Aim of the exercise: Can you write out the records again, starting at the very beginning and going on through the line with "[(589, 244)]", with the requests included and every x and y coordinate in the answers raised by 130? Leave out the pictures.

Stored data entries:
<<<<
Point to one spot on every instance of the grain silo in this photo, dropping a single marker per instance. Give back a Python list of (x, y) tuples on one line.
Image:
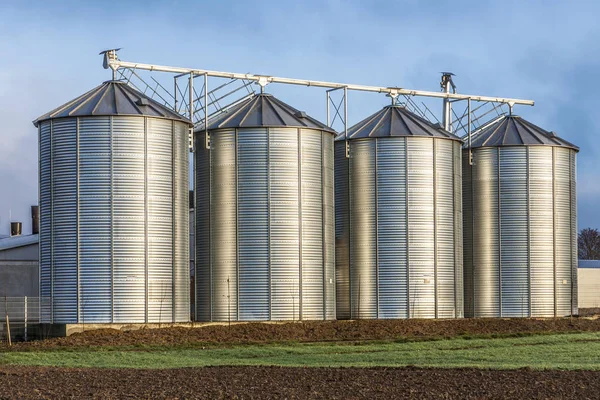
[(398, 219), (520, 226), (264, 215), (114, 210)]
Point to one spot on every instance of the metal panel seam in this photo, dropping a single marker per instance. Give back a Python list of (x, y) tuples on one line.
[(323, 244), (175, 237), (52, 219), (77, 213), (146, 216), (237, 228), (407, 231), (554, 228), (528, 231), (435, 224), (300, 239), (499, 233), (112, 229), (269, 222), (376, 232)]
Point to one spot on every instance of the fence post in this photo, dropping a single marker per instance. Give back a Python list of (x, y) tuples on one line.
[(25, 318)]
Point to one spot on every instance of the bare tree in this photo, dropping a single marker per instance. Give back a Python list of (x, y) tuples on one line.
[(589, 244)]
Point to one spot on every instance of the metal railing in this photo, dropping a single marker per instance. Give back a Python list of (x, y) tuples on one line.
[(22, 315)]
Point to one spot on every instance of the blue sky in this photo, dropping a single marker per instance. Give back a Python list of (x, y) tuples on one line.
[(547, 51)]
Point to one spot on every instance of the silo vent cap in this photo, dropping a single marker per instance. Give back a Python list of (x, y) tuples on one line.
[(300, 114)]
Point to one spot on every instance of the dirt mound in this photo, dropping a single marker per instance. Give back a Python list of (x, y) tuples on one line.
[(589, 312), (316, 331), (295, 383)]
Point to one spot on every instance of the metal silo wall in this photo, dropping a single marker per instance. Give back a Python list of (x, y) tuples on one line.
[(223, 225), (270, 209), (467, 204), (107, 222), (253, 227), (514, 231), (181, 215), (313, 267), (95, 219), (392, 250), (64, 221), (523, 242), (421, 226), (328, 178), (447, 267), (574, 231), (284, 210), (458, 231), (405, 259), (541, 206), (485, 295), (363, 279), (129, 220), (45, 194), (202, 258), (342, 232), (160, 213)]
>>>>
Exercise result:
Point to one spot on every instance of the grain silo in this photo, dropping a single marker per instance. Give back a Python list of (x, y) tuples on one line.
Image:
[(528, 349), (650, 356), (394, 345), (244, 340)]
Point to one spot on every instance of the metal panel seam in this photo, dropping a single marker per instance. Give back a Python list of (x, y) tuples on one line.
[(453, 374), (305, 367), (182, 349), (207, 343), (276, 346), (367, 358), (537, 361), (684, 358), (658, 361), (565, 354), (430, 369), (629, 363), (242, 359), (399, 352), (506, 362)]
Point to one spot on every instance of the fence post in this photo, dropping a single marker per instance. Give back a Python list of (x, y) tuples on one line.
[(155, 448)]
Point to one spot on every instance of the bare tree in this photo, dropping a single marker per instance. Give back a Python list of (x, y) tuples on one line.
[(719, 374)]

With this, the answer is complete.